══ Records for this task ══
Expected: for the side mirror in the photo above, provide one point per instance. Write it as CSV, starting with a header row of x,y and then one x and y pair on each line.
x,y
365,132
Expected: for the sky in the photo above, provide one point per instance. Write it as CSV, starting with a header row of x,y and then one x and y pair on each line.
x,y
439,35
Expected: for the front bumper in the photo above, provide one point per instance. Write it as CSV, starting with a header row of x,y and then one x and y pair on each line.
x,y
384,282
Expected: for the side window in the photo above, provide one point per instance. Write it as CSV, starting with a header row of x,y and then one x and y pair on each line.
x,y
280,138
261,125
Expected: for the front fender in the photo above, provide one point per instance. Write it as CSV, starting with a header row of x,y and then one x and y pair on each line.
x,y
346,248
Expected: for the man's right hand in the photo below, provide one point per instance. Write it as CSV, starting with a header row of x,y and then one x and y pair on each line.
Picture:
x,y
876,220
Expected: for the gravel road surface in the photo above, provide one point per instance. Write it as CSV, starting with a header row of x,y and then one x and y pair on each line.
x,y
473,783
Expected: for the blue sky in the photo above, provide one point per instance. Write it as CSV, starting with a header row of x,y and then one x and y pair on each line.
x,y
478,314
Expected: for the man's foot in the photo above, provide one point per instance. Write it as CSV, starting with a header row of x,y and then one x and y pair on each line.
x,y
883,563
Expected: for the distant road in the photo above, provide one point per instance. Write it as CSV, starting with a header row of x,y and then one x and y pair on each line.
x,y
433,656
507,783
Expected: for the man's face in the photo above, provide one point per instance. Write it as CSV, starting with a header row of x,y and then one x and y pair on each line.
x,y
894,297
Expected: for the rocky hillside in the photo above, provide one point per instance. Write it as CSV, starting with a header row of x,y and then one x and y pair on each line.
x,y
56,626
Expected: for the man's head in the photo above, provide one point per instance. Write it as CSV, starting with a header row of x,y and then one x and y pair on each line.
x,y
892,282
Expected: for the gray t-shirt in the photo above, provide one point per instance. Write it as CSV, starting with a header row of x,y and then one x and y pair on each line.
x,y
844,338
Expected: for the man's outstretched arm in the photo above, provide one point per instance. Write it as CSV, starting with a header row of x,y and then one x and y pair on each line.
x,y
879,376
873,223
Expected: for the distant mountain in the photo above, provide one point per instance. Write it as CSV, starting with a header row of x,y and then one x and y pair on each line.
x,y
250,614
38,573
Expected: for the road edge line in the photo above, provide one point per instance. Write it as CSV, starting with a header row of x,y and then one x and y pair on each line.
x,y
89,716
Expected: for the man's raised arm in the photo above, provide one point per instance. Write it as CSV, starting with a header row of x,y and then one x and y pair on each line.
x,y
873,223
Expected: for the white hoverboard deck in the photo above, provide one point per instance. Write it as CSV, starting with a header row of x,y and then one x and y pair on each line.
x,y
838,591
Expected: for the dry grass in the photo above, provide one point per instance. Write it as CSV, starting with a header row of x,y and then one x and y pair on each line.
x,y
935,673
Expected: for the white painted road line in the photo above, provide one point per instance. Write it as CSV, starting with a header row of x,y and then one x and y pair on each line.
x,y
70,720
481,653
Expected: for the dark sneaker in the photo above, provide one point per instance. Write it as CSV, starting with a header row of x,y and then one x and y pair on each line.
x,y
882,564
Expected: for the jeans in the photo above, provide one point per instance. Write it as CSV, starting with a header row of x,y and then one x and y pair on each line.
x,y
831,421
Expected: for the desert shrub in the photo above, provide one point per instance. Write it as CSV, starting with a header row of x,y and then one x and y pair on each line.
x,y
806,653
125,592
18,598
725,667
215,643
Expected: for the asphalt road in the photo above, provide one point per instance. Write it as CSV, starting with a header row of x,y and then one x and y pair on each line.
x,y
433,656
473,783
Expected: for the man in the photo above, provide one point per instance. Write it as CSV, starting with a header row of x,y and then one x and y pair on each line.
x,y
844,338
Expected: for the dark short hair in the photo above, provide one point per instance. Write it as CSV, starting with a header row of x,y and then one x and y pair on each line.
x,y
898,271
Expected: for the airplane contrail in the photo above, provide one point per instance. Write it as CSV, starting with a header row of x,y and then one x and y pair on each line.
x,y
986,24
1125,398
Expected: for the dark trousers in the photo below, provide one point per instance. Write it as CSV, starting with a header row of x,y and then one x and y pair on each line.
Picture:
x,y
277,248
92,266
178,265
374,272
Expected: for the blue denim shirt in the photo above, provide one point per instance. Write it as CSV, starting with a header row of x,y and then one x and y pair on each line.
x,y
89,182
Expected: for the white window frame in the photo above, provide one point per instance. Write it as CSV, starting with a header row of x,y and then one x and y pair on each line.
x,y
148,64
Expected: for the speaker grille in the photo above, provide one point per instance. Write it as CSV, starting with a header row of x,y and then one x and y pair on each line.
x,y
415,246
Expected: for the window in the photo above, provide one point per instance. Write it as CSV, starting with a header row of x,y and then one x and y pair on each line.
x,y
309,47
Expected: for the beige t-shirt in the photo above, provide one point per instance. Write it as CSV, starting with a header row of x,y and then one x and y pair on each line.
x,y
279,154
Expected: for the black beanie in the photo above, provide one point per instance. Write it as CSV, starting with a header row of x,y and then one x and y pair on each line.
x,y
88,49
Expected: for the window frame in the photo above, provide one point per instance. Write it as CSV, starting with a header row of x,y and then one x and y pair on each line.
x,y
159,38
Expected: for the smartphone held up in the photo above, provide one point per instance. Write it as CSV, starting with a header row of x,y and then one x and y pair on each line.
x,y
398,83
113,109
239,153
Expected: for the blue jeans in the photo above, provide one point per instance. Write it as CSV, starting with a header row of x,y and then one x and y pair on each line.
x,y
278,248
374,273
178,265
═══
» **Given request**: Extract every line above exactly as it stands.

» **Output**:
Expected: for the side mirror in the photo above, provide one point per instance. Write it as CSV, starting with a header row of x,y and then one x and y pair on each line.
x,y
365,132
Expected: for the sky in the photo above, provide one point per instance. Write it as CSV, starting with a header row of x,y and then one x and y pair on each line.
x,y
439,35
Expected: for the front bumper in the photo above, provide one point per instance. Write it as CSV, starting with a header row of x,y and then one x and y pair on each line.
x,y
384,282
Expected: for the side window in the photo above, provide one point per instance. Write it as CSV, starting with a header row of x,y and then one x and y pair on each line.
x,y
280,138
261,125
Expected: for the front fender in the photo above, provide one point per instance. Write it as CSV, starting with a header row of x,y and then one x and y pair on each line.
x,y
346,248
Expected: for the man's right hand in the photo below, provide one point per instance. Write it as CSV, starting with a header row of x,y and then one x and y pair on each line.
Picture:
x,y
876,220
Expected: for the gravel road surface in the photo above, provide one point per instance. Write it as CSV, starting with a header row of x,y and then one x and y pair on each line.
x,y
473,783
Expected: for the blue sky in the photo above, provide one point per instance. Write it as CSV, starting with a header row of x,y and then one x and y pair on each line.
x,y
478,314
Expected: for the man's foot in the photo above, provide one point per instance. Write it as CSV, starting with a header row of x,y and then one x and y pair on each line.
x,y
883,563
Expected: for the distant road in the photo above, provide one point per instance. Write it as CSV, starting with a header row of x,y and then one x and y pair on each line.
x,y
433,656
507,783
Expected: for the man's face in the photo above, provide one point per instance. Write it as CSV, starting with a header row of x,y and then one x and y pair on each line.
x,y
894,297
Expected: for the rocky hillside in the photo above, provide one point per instance. Write it as CSV, starting with a header row of x,y and then one x and y pair on each line.
x,y
56,626
Expected: for the man's head in the photo above, provide one point per instance. Write it as CSV, starting with a header row of x,y and then one x and y pair on each line.
x,y
892,282
Expected: for the gray t-shirt in the photo above, provide one point per instance. Write it as CSV, starting with a header row of x,y and then one x and y pair on each line.
x,y
844,338
Expected: for the man's outstretched arm in the photo above, provide one point per instance. Write it as CSV, starting with a header row of x,y and then one x and y pair on each line.
x,y
879,376
873,223
Expected: for the distant mountain in the photo above, provide one point per instance. Write it as CSV, starting with a header row of x,y and then one x and y pair on each line.
x,y
250,614
38,573
Expected: for the road edge line in the photo above, provide one point per instance. Write it as CSV, starting with a header row of x,y and then one x and y pair on each line.
x,y
89,716
Expected: for the man's raised arm in the photo above, provide one point per instance. Write it as CSV, starting with a header row of x,y and then one x and y pair on each line.
x,y
873,223
Expected: for the white hoverboard deck in the photo above, provide one point per instance. Write it as CSV, starting with a header row of x,y and then one x and y pair on each line.
x,y
838,591
Expected: for the dry grass in the photo above, provide one point per instance. Write it as CSV, starting with a header row of x,y and then one x and y pair on each line.
x,y
935,673
Expected: for the white painted road line in the photo above, provide one point per instance. Write it as CSV, starting with a header row of x,y and then one x and y pair on each line.
x,y
70,720
481,653
Expected: for the dark sneaker in the photo above, provide one point per instance. Write it as CSV, starting with a header row of x,y and then one x and y pair on each line.
x,y
882,564
Expected: for the jeans in the photo above, provide one point per instance. Write it as CSV, starting with a header row of x,y and then one x and y pair on each line.
x,y
831,421
Expected: for the desert shrub in the photo above, provide one point per instance. Write it as CSV, starting with a header row of x,y and then one x and y pair on each line.
x,y
806,653
125,592
18,598
725,667
215,643
Expected: for the asphalt road in the photo above, provide one point per instance. Write it as CSV, starting with a header row of x,y and then one x and y pair on each line.
x,y
433,656
473,783
Expected: for the man in the photo above, provide one point per instance. Write it as CSV, starting with a header row of x,y and then one x and y pair on each line.
x,y
844,338
Expected: for the dark short hair in the photo above, provide one point per instance. Write it as CSV, starting with a header row of x,y and then one x and y pair on each line.
x,y
898,271
Expected: for the airplane contrail in the photo above, provide one point per instance. Write it as CSV, starting with a header row of x,y and then one x and y pair on each line.
x,y
986,24
1125,398
Expected: for the dark trousers in the photo below, provide one point per instance. Write it as CSV, starting with a header row of x,y and then one x and y pair on each line.
Picture:
x,y
277,248
92,266
178,265
374,272
Expected: for the blue denim shirt in the photo above, provide one point per instance. Write it as CSV, starting with a header row of x,y and then one x and y pair on each line.
x,y
89,182
Expected: for the white window frame in the photo above, provide one point per instance. Write it as CSV, starting with a header row of x,y and then one x and y pair on each line.
x,y
148,64
Expected: for the speaker grille in the photo above, provide one point per instance. Write it as CSV, starting with a header row of x,y and then one x and y pair on each line.
x,y
415,246
Expected: for the window in the photo above, provide one point per instance. Write it as CSV, starting with a header row of x,y and then one x and y pair on each line.
x,y
309,47
Expected: for the beige t-shirt in the photo above, provide one point per instance. Write it as CSV, starting with a header row of x,y and then one x and y pair on each line.
x,y
279,154
Expected: for the black beanie in the photo above, provide one point per instance. Write it as CSV, starting with a header row of x,y and then one x and y pair on each line.
x,y
88,49
Expected: for the window frame in the photo above, provide one point per instance. Write it as CSV, starting with a header row of x,y and then one x and y pair on each line.
x,y
159,38
Expected: for the smartphone held up in the photo above, provide one point per instance. Write it as CSV, starting with a header row of x,y and then one x and y pair on each line.
x,y
398,83
113,109
239,153
Expected: for the blue jeans in the photo above, provide one point per instance. Write it as CSV, starting with a header row of x,y and then one x and y pair on each line.
x,y
278,248
374,273
178,265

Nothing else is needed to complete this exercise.